Source records:

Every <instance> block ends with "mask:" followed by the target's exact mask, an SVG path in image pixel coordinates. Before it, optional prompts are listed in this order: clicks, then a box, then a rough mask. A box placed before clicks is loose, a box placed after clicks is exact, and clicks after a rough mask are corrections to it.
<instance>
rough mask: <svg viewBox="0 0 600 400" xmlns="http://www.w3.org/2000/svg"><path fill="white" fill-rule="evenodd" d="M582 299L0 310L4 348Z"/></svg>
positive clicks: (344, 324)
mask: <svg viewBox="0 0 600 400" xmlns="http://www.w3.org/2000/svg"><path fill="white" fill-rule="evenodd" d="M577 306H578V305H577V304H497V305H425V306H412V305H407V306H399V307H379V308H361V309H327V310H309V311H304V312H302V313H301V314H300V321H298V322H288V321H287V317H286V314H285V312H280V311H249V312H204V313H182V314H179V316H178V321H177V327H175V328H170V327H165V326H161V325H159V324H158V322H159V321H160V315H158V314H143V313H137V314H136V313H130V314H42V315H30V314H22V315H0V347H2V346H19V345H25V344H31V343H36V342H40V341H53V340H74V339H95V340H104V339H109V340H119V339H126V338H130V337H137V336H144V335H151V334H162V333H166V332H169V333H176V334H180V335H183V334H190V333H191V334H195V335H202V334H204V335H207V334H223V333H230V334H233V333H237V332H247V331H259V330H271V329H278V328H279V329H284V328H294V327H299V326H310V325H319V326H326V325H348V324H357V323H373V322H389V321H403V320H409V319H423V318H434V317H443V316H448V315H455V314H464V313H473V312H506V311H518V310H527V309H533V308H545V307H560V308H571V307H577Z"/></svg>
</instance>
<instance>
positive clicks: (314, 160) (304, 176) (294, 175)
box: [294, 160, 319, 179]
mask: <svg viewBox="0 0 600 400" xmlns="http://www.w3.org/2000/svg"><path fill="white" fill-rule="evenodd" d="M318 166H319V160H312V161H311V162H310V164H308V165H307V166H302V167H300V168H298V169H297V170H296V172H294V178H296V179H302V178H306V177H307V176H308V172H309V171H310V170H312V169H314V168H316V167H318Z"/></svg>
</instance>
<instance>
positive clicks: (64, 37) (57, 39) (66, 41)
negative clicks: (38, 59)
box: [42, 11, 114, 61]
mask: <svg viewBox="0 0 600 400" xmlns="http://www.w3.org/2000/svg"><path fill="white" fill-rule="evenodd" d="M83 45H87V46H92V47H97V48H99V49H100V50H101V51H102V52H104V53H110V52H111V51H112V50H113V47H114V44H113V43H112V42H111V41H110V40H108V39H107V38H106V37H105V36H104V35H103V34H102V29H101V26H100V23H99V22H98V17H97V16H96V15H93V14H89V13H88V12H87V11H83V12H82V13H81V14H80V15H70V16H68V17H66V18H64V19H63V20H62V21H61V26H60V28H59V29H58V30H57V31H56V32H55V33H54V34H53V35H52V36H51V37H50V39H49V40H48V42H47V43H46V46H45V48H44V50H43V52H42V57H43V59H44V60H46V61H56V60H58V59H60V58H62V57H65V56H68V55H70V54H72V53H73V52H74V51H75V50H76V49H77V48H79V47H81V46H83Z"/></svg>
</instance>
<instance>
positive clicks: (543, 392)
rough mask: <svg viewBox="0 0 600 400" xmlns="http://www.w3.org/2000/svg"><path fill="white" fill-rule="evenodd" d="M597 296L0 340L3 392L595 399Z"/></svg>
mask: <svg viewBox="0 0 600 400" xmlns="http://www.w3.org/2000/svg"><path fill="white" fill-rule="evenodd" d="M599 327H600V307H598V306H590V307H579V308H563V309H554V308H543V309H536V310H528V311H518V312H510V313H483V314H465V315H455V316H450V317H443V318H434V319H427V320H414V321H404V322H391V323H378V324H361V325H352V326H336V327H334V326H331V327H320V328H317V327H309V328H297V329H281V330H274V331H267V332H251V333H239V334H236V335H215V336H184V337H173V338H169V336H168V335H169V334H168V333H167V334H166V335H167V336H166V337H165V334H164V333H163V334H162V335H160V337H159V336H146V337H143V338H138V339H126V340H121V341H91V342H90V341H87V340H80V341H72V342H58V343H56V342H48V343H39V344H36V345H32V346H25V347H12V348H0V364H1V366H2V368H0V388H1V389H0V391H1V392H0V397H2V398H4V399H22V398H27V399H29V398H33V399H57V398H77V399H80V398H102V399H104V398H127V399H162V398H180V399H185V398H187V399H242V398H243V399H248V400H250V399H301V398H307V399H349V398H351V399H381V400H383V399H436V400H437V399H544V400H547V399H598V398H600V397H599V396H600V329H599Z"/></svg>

Problem details: All of the data above should be transcribed exactly.

Response area:
Every <instance> block ends with "mask:" followed by the target's exact mask, an SVG path in image pixel coordinates. Before it, optional prompts are listed in this order: clicks, then a box, then a rough mask. A box placed before clicks is loose, a box placed after clicks is exact, and clicks after a rough mask are corrections to it.
<instance>
rough mask: <svg viewBox="0 0 600 400" xmlns="http://www.w3.org/2000/svg"><path fill="white" fill-rule="evenodd" d="M582 299L0 310L4 348Z"/></svg>
positive clicks: (344, 324)
mask: <svg viewBox="0 0 600 400" xmlns="http://www.w3.org/2000/svg"><path fill="white" fill-rule="evenodd" d="M577 306H578V305H577V304H497V305H425V306H412V305H407V306H399V307H379V308H361V309H327V310H309V311H304V312H302V313H301V314H300V321H298V322H288V321H287V317H286V314H285V312H280V311H249V312H204V313H182V314H179V316H178V321H177V327H175V328H170V327H165V326H161V325H159V324H158V322H159V321H160V315H158V314H143V313H137V314H136V313H130V314H42V315H30V314H22V315H0V347H2V346H19V345H25V344H31V343H36V342H40V341H53V340H74V339H95V340H104V339H109V340H119V339H126V338H130V337H137V336H144V335H151V334H162V333H166V332H169V333H176V334H180V335H183V334H190V333H191V334H195V335H202V334H204V335H207V334H223V333H230V334H233V333H237V332H247V331H259V330H271V329H278V328H279V329H284V328H294V327H299V326H310V325H319V326H326V325H348V324H357V323H373V322H389V321H403V320H409V319H423V318H434V317H443V316H448V315H455V314H464V313H473V312H506V311H518V310H527V309H533V308H545V307H560V308H571V307H577Z"/></svg>
</instance>
<instance>
positive clicks: (314, 160) (304, 176) (294, 175)
box: [294, 160, 319, 179]
mask: <svg viewBox="0 0 600 400" xmlns="http://www.w3.org/2000/svg"><path fill="white" fill-rule="evenodd" d="M318 166H319V160H312V161H311V162H310V164H308V165H307V166H302V167H300V168H298V169H297V170H296V172H294V178H296V179H302V178H306V177H307V176H308V172H309V171H310V170H312V169H314V168H316V167H318Z"/></svg>
</instance>
<instance>
positive clicks: (64, 37) (57, 39) (66, 41)
negative clicks: (38, 59)
box: [42, 11, 114, 61]
mask: <svg viewBox="0 0 600 400" xmlns="http://www.w3.org/2000/svg"><path fill="white" fill-rule="evenodd" d="M83 45H87V46H92V47H97V48H99V49H100V50H101V51H102V52H104V53H110V52H111V51H112V50H113V47H114V44H113V43H112V42H111V41H110V40H108V39H107V38H106V37H105V36H104V35H103V34H102V29H101V26H100V23H99V22H98V17H97V16H96V15H93V14H89V13H88V12H87V11H83V12H82V13H81V14H80V15H70V16H68V17H66V18H64V19H63V20H62V21H61V26H60V28H59V29H58V30H57V31H56V32H55V33H54V34H53V35H52V36H51V37H50V39H49V40H48V42H47V43H46V46H45V48H44V50H43V52H42V57H43V59H44V60H46V61H56V60H58V59H60V58H62V57H65V56H68V55H70V54H72V53H73V52H74V51H75V50H76V49H77V48H79V47H81V46H83Z"/></svg>
</instance>
<instance>
positive clicks: (543, 392)
rough mask: <svg viewBox="0 0 600 400" xmlns="http://www.w3.org/2000/svg"><path fill="white" fill-rule="evenodd" d="M597 296L0 340L3 392L595 399Z"/></svg>
mask: <svg viewBox="0 0 600 400" xmlns="http://www.w3.org/2000/svg"><path fill="white" fill-rule="evenodd" d="M599 327H600V307H598V306H590V307H579V308H563V309H554V308H543V309H536V310H528V311H518V312H510V313H483V314H465V315H455V316H450V317H443V318H434V319H427V320H414V321H404V322H391V323H378V324H361V325H352V326H336V327H334V326H331V327H320V328H317V327H309V328H297V329H281V330H274V331H267V332H251V333H239V334H236V335H215V336H184V337H173V338H169V336H168V335H169V334H168V333H167V334H166V335H167V336H166V337H165V334H164V333H163V334H162V335H160V337H159V336H146V337H143V338H138V339H126V340H121V341H91V342H90V341H87V340H80V341H72V342H58V343H56V342H48V343H39V344H36V345H32V346H25V347H12V348H0V364H1V366H2V368H0V388H1V389H0V391H1V392H0V397H2V398H4V399H22V398H27V399H29V398H33V399H57V398H77V399H80V398H102V399H104V398H127V399H162V398H180V399H185V398H187V399H242V398H243V399H248V400H250V399H301V398H307V399H349V398H351V399H381V400H383V399H436V400H437V399H544V400H547V399H598V398H600V397H599V396H600V329H599Z"/></svg>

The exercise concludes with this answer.